> Written instruction
Copy out every line of the items below, requests included, and shift each point coordinate in the answers up by 25. Leave the numbers in the requests and their format samples unchanged.
-- Start Data provided --
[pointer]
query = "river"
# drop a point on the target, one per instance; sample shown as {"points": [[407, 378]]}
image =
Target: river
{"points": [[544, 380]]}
-- End Data provided --
> Reply
[pointer]
query = "river"
# drop a point on the target, one per instance; sample shown as {"points": [[407, 378]]}
image =
Target: river
{"points": [[569, 405]]}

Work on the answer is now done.